* Source passage:

Your Lake District mysteries have been widely acclaimed. What is it about that setting that appeals to readers?
The Lake District isn’t a huge area in terms of square miles (although the winding lanes mean that it can take a long time to get anywhere!) but it’s absolutely crammed not just with scenic beauty but also with fascinating history – the Roman remains at Ravenglass, the literary connections with Ruskin, Beatrix Potter, de Quincey, and so on. So as a setting, it’s full of potential for a writer – and, bearing in mind the number of small, sometimes relatively remote, almost secret communities – not lacking in criminal possibilities.
Each of my books is set in a different part of the Lakes, another way of maximising variety in the way the stories are told. A background theme of the series is the pressures on the English rural way of life in the 21st century.
I like writing books that have several layers; it doesn’t matter if some readers don’t pick up on all the underlying themes as long as they are entertained by the people, the place, and the mystery. All these ingredients, coupled with Hannah’s relationships with Daniel Kind and her colleagues in the police, and quite intricate plotting make the books a joy to write.
You often populate your stories with ‘collectors’ of a kind. Why do you think collectors make good characters in a mystery or crime novel?
A very perceptive question, and one that I’ve never been asked before – so thank you! I like collecting things myself (signed and inscribed crime novels, for instance!) so I suppose to some extent I’m writing about what I know, or at least about an instinct I understand and empathise with.

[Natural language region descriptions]
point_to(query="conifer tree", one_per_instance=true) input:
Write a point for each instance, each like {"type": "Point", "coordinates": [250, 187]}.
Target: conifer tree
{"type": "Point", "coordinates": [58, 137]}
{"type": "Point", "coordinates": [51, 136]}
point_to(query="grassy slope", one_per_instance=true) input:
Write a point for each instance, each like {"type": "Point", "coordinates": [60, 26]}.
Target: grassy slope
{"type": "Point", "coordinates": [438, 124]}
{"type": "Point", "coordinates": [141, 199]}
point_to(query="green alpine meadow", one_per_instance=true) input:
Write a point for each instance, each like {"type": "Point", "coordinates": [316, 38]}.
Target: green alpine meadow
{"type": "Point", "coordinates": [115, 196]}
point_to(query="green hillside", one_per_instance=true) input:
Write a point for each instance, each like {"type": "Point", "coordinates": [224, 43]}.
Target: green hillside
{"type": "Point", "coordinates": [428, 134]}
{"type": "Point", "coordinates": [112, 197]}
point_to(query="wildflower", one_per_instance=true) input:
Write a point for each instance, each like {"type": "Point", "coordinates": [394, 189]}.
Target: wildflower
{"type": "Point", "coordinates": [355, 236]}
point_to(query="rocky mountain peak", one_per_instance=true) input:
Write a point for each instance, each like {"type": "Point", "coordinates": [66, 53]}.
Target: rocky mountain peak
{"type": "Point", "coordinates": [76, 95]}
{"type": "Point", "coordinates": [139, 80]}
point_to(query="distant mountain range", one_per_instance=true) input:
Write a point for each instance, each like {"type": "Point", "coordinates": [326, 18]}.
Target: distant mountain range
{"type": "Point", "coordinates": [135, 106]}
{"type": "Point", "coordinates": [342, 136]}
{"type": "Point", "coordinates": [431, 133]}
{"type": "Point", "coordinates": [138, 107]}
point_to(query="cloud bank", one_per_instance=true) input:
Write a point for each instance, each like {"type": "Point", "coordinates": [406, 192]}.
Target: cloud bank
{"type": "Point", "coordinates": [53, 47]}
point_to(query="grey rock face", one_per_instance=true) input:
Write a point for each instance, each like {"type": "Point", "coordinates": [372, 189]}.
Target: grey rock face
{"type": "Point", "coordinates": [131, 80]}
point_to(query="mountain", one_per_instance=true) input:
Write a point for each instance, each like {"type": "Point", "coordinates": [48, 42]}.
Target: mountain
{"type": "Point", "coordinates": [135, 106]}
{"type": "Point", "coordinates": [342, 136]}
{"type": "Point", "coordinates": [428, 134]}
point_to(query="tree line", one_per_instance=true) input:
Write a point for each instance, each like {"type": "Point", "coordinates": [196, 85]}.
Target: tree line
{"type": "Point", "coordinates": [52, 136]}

---

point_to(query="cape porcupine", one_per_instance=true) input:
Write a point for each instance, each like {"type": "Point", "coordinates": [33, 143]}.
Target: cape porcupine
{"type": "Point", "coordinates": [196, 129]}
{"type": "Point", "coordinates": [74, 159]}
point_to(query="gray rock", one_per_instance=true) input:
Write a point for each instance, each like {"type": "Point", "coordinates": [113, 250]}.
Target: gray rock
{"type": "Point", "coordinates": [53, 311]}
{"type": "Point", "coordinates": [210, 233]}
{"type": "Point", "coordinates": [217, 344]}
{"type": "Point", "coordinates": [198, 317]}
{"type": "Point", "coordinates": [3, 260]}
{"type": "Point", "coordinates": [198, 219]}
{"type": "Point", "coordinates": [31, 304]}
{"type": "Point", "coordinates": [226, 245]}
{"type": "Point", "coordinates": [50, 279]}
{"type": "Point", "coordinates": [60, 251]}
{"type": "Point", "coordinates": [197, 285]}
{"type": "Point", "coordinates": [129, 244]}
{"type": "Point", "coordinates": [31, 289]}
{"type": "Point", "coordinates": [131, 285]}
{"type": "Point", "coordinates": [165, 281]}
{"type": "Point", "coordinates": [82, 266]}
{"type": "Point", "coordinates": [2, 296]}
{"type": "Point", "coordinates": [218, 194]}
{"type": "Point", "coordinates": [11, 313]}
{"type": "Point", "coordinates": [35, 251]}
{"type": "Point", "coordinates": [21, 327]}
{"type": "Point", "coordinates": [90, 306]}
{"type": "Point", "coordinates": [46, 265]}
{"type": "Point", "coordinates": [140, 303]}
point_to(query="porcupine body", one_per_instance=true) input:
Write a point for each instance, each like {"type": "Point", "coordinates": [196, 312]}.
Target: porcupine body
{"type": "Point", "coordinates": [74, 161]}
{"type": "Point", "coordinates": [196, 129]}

* Exercises:
- 1) In the Lake District interview, rewrite the paragraph that begins "The Lake District isn't a huge area" as a short list that keeps its main facts.
- 2) According to the Lake District interview, what background theme runs through the series?
- 3) Go on with the Lake District interview, beginning after its last sentence.

* Response list:
- 1)
- The Lake District covers a fairly small area, though winding lanes make travel slow.
- It is packed with scenic beauty and fascinating history, such as the Roman remains at Ravenglass and literary links with Ruskin, Beatrix Potter and de Quincey.
- This gives a writer plenty of potential as a setting.
- Its many small, sometimes remote, almost secret communities also offer criminal possibilities.

- 2) The pressures on the English rural way of life in the 21st century.

- 3)
Collecting can be great fun and it affords me enormous pleasure, but of course in fiction it offers scope for all kinds of character flaws as well as offering potential for detection and quests of one kind or another.
Do you have a favorite book or series you’ve written?
It’s very hard to choose, partly because I care a lot about every book I write and partly because one is always tempted to pick the most recent title. Of the Harry Devlins, I’m especially proud of Yesterday’s Papers, while in the Lakes series, The Dungeon House and The Crooked Shore (aka The Girl They All Forgot) are real favourites, partly because I think they are good examples of how to avoid a formulaic approach to writing series crime fiction. The Rachel Savernake books are extremely varied, and it’s almost impossible to pick one rather than another, but I’m really happy with the latest, Sepulchre Street (aka The House on Graveyard Lane).
What’s on your ‘To Be Read’ pile ? What do you like to read?
It’s not so much a pile as a mountain range, I’m afraid. Even though I’m a fast reader, I have literally hundreds of books at home that I’m keen to read. Most are crime novels or short story collections, but I’m also interested in Victorian fiction and I read a lot of non-fiction.
I enjoy the work of many contemporary authors, plenty of whom are friends, so it would be invidious to pick out just two or three. In the crime field, as well as Agatha Christie, Anthony Berkeley, Henry Wade, and Dorothy L. Sayers, I was a great admirer of Ruth Rendell, Reginald Hill, and P.D. James. But really, I could list dozens of names. I focus mainly on crime fiction, but I like a wide variety of sub-genres, as well as translated fiction.
“I remain determined to keep growing as a writer, and I like trying different approaches.”